▶ _Exercises to complete_:
(a) According to the fashion article, in what year was Strathberry founded?
(b) Reproduce everything in the fashion article from "The best quiet" down to "comfortable Edinburgh showroom.", without changes.

### Passage shown ###

Fashion
This Scottish brand is making quiet luxury accessible
Of all the fashion trends to dominate recent headlines, ‘quiet luxury’ has been the most popular – ironic, really, as it’s hardly a trend at all. Frustratingly amorphous, quiet luxury isn’t easy to define, though you’ll know it when you see it: soft cashmere from The Row, elegant basics by Khaite, subtle-but-expensive jewellery and anything from old Céline.
The best quiet luxury pieces semaphore their desirability through exquisite materials and design, rather than logos. It’s a thought I put to Guy and Leeanne Hundleby, the husband-and-wife duo behind accessories brand Strathberry, as we sit on cream bouclé sofas in their sleek and comfortable Edinburgh showroom.
“I’m not sure quiet luxury is something you can intentionally try to achieve with a brand,” muses Leeanne. “It’s just not needing to be too shouty.” And of all brands, Strathberry has a lot to shout about: founded in 2013, the luxury Scottish label has legions of fans, from Margot Robbie to Katie Holmes. Nicky Hilton has been spotted out and about with her Strathberry tote and Kelly Rutherford, the Gossip Girl star who enjoyed something of a renaissance at fashion month earlier this year, is a devotee of the brand – she’s taken her famous selfies wearing the Mosaic Nano and Lana Midi styles of late.

### Stored data ###

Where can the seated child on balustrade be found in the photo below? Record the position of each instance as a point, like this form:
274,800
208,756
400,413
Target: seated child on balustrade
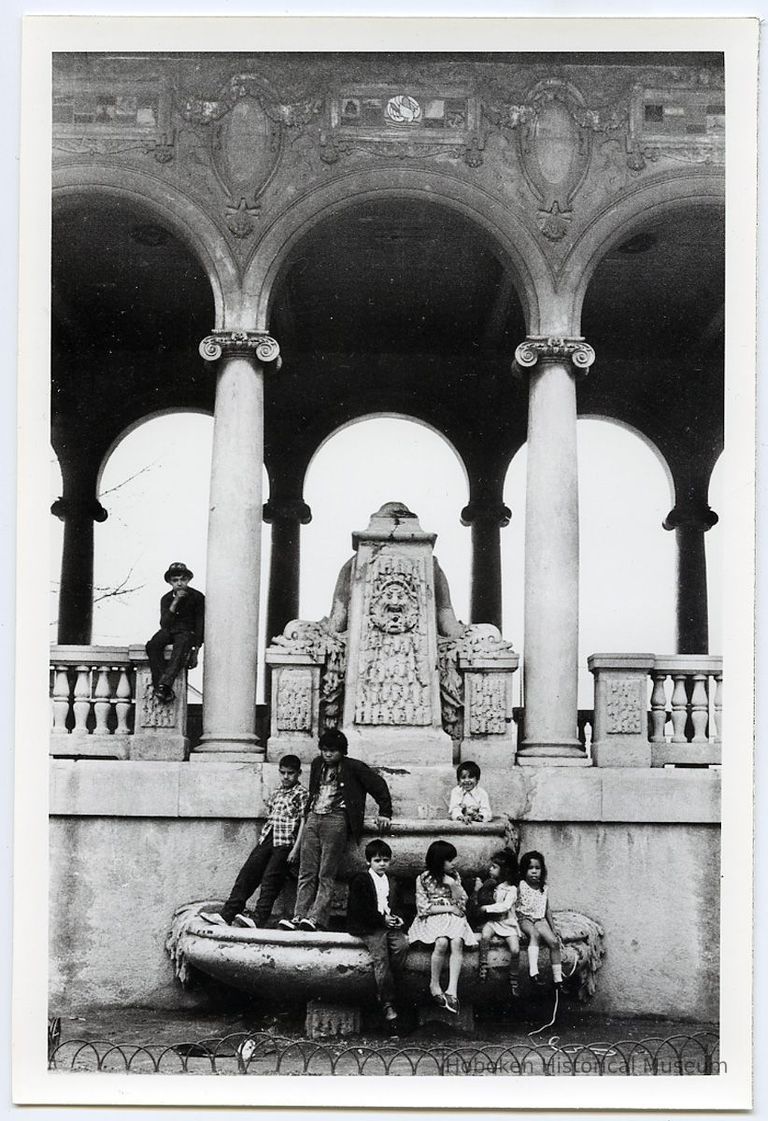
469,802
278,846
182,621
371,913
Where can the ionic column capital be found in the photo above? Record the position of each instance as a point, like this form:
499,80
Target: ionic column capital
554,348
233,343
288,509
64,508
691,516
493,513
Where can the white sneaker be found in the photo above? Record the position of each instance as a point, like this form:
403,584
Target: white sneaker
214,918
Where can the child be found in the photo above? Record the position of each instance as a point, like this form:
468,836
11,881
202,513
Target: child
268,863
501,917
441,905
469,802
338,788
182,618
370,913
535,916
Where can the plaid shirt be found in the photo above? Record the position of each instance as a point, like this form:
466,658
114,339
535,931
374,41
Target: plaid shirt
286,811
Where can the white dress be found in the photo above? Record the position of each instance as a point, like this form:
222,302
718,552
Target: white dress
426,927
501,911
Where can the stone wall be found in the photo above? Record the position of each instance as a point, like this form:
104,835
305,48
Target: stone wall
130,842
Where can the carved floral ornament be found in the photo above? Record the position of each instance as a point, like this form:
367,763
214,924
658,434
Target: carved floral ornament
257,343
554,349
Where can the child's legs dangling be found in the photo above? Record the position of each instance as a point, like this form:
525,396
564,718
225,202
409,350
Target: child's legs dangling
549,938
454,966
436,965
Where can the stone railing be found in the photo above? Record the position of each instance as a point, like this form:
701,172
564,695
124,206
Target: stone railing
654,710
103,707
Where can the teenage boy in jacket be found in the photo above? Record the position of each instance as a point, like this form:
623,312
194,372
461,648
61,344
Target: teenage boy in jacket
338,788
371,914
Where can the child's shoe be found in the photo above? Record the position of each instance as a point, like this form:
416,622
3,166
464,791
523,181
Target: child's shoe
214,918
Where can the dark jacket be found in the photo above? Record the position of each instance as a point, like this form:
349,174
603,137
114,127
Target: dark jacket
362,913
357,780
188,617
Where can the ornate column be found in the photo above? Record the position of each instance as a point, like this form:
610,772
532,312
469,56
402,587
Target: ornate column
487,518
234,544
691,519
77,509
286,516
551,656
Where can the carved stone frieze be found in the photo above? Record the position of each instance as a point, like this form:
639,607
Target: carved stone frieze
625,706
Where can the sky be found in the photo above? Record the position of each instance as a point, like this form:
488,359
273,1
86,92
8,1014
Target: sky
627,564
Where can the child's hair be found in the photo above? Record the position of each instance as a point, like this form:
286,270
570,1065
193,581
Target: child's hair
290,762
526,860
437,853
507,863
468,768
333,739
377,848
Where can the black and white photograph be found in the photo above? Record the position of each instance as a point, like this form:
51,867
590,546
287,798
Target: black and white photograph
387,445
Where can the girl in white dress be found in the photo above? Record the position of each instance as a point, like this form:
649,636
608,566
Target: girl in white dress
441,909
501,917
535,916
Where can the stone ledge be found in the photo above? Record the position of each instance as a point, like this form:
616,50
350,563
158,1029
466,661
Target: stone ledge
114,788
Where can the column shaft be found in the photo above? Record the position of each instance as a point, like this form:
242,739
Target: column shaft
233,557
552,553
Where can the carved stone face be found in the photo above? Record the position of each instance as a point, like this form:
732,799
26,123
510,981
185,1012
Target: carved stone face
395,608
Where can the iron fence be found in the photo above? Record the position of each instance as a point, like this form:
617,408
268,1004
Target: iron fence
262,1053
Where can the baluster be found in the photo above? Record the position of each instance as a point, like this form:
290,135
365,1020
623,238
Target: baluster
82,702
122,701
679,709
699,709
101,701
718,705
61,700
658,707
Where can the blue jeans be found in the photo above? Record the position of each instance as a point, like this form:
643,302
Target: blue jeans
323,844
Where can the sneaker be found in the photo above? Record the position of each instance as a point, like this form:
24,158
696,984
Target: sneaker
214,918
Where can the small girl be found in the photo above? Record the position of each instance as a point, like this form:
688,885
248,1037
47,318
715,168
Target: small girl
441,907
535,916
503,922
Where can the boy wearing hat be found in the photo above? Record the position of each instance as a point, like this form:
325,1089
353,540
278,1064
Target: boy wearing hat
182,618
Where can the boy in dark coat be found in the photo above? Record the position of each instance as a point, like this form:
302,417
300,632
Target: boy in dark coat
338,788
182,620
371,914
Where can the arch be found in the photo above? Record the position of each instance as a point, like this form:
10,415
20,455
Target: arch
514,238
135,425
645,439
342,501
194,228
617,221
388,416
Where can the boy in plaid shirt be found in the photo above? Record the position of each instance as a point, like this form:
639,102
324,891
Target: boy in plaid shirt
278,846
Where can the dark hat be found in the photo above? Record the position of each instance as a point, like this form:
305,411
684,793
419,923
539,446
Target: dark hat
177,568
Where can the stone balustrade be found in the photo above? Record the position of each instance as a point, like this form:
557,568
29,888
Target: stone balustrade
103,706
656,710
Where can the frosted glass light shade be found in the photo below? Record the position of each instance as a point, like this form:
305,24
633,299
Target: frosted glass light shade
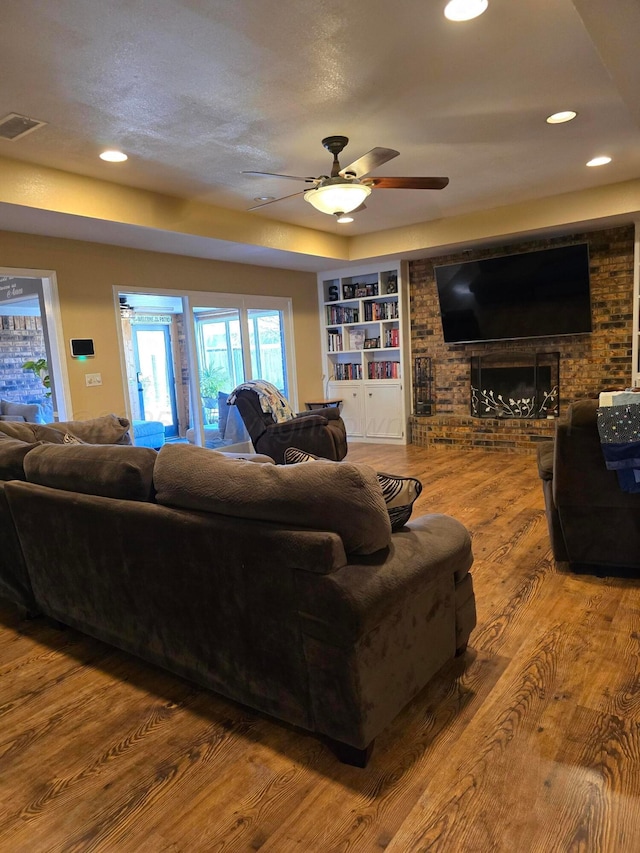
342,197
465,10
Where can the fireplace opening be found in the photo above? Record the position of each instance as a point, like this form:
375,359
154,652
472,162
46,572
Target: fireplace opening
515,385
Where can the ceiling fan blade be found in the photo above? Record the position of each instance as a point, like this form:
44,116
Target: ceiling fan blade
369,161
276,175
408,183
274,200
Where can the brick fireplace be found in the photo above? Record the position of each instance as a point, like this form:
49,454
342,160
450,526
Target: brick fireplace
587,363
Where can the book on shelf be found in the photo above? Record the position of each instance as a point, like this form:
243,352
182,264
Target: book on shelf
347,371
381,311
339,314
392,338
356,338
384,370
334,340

###

▶ _Solution list_:
(a) 2013

(b)
The best quiet luxury pieces semaphore their desirability through exquisite materials and design, rather than logos. It’s a thought I put to Guy and Leeanne Hundleby, the husband-and-wife duo behind accessories brand Strathberry, as we sit on cream bouclé sofas in their sleek and comfortable Edinburgh showroom.